[Opening SELECTED EXTRACT section]

Amanda Spielman – 2022 Speech at the National Children and Adult Services Conference
The speech made by Amanda Spielman, the Chief Inspector of Ofsted, in Manchester on 3 November 2022.
Good morning, it’s great to be with you here in Manchester and to be talking to people from across the sector on my visits to children’s homes, local authorities and schools.
What is clear from those conversations, and from everything we have seen through the year, is that this is still a challenging time for education and social care.
So, I also want to take the time to say thank you and your teams for the hard work you do, whether in education, social care or wider children’s and adults’ services.
There are more than a few pinch points in our sectors including workforce shortages, capacity pressures, and places for children with the most complex needs. There are also the big external factors such as an increase in asylum seeking unaccompanied children and your work supporting Ukrainian and other refugee families.
But despite this, we do know that you are un-deterred in your ambitions for children.
And I want to reassure you that we are too.
Our strategy
So, what are we at Ofsted doing?
Like you, we have continued with our work while adjusting to big changes in context. But we have also been looking to the future. We recently published a new five-year strategy taking us to 2027. This is a strategy that reflects on the last 5 years, especially the pressures the pandemic put on our sectors, but it does also look forward to recovery and beyond.
The strategy has been designed to understand and meet the challenges I mentioned. It will also support your sectors while maintaining our distinct role and perspective.
We have set ourselves 8 strategic priorities and I want to talk about 5 of them:
- ‘inspections that raise standards’
- delivering ‘right touch regulation’
- ‘keeping children safe’
- ‘keeping pace with sector changes’
- and making sure children get ‘the best start in life’
The best start in life
I am sure that these will resonate with you, and I will talk through each of them, but I want to begin with ‘the best start in life.’
Children only get one childhood. Each of us has a role in making sure we are getting it right from the start. We make no apology for prioritising the early years.
Over the last year we have published reports highlighting the serious impact the pandemic has had on some of the youngest children. We, like you, have been very concerned about the harm to them.
There are clear concerns about the impact on children’s social and wider development. Many have gaps in communication and language skills and are behind where they should be in personal, social, emotional, and physical development.
There is also a challenging backdrop as the early years sector adapts to the post-pandemic landscape. Parents are struggling to find childcare that is flexible to their needs and at a price they can afford. Alongside this, many workers are leaving the sector and those who stay are often struggling on low wages, exacerbated by significant rises in the cost of living. Making childcare affordable, while attracting well trained and motivated staff is incredibly difficult. We are very aware of this.

[Closing SELECTED EXTRACT section]
[Opening LISTED ENTRIES section]

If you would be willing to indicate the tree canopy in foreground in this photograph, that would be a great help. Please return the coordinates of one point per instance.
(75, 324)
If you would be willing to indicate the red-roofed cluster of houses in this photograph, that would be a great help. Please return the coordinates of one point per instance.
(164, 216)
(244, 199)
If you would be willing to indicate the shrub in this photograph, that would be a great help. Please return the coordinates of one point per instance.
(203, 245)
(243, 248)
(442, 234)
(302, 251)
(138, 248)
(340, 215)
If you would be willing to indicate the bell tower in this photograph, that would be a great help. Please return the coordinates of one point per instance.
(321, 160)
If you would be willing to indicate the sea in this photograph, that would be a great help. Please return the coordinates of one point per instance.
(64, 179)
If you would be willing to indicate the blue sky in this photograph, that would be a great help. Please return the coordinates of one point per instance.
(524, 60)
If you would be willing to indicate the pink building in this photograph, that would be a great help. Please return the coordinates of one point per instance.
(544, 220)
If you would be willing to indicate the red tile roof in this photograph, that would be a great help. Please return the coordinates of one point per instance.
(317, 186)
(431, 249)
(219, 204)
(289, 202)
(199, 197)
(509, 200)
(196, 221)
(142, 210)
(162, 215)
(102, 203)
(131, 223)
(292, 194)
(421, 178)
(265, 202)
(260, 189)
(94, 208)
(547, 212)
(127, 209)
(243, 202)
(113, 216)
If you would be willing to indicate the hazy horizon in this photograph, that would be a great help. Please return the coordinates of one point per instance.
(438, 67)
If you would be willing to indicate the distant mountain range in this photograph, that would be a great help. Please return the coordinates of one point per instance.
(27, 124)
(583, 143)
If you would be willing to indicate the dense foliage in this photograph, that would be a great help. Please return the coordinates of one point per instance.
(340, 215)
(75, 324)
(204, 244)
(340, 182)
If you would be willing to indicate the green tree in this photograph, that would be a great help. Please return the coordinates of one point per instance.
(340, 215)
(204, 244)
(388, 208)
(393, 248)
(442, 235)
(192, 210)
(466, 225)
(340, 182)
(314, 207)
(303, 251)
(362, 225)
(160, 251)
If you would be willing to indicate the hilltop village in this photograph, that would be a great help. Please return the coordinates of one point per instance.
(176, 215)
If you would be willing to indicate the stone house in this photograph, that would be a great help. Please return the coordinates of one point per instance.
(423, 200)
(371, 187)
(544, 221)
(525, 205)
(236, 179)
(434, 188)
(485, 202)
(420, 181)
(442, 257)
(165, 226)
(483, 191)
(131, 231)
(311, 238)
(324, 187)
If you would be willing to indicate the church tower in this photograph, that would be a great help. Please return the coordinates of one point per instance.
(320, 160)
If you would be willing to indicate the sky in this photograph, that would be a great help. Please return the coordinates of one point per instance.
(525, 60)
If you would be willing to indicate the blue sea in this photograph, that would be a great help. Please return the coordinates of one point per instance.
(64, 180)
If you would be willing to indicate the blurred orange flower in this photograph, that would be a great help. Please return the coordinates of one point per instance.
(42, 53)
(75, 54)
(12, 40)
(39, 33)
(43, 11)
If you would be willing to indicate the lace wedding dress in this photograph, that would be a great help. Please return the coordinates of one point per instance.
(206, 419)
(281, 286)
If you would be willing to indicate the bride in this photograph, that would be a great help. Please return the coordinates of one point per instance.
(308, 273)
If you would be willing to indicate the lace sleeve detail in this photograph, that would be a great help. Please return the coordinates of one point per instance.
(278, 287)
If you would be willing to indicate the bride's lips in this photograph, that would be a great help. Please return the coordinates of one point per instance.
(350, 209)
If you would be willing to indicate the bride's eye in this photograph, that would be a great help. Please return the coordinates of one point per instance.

[Closing LISTED ENTRIES section]

▶ [SET OF TASKS]:
1) Summarize the Ofsted speech in two sentences.
2) Supply the next part of the Ofsted speech, picking up after its final sentence.
The records above stand apart from the speech.

▶ [EXPECTED RESULTS]:
1) Speaking in Manchester on 3 November 2022, Ofsted's Chief Inspector Amanda Spielman thanked people in education, social care and wider children's and adults' services for their hard work at a challenging time marked by workforce shortages, capacity pressures and the need to support refugee families. She presented Ofsted's new five-year strategy to 2027, naming five of its eight priorities and starting with "the best start in life," where she described concerns about the pandemic's harm to young children's development and the difficulties facing the early years sector.

2)
In the past, there has been a well-intentioned policy aim to treat childminders and nurseries alike. But part of what we are trying to do is to respect their different natures while maintaining high standards, wherever care is happening.
A young child’s development and learning, wherever they are, is crucial. It is why Ofsted is emphasising the importance of early years curriculum; what children are learning.
We are also going to extend specialist training for our early years inspectors; and we are continuing our early years research programme allowing us to share our insights quickly.
Inspections that raise standards
Which brings me on to our next strategic priority – ‘inspections that raise standards.’
Coming out of the pandemic, schools and nurseries told us they wanted stability and continuity, including in the inspection model. That is why we are allowing the Education Inspection Framework (EIF) to embed properly rather than change it to focus on pandemic recovery.
However, we have clarified how the EIF works for childminders. We updated the early years inspection handbook in September to include specific guidance for childminder inspections. It includes information on the practical process, how our inspectors gather and evaluate evidence, and how they come to a judgement.
Inspection judgements are important because they inform parents, commissioners, and government about the standards being achieved. Our reports highlight good practice and areas for improvement.
The inspection process itself is designed around professional dialogue. Good leaders are the main drivers of improvement in their services. Professional dialogue helps them to improve and us to recognise and report good practice.
Joint Targeted Area Inspections (JTAIs)
We also want our inspections to encourage cross-sector working.
We have recently published our new guidance for Joint Targeted Area Inspections (JTAIs). We will look at how children’s social care, education, health, and the police, work together to reduce risks and harm to children and to give early help.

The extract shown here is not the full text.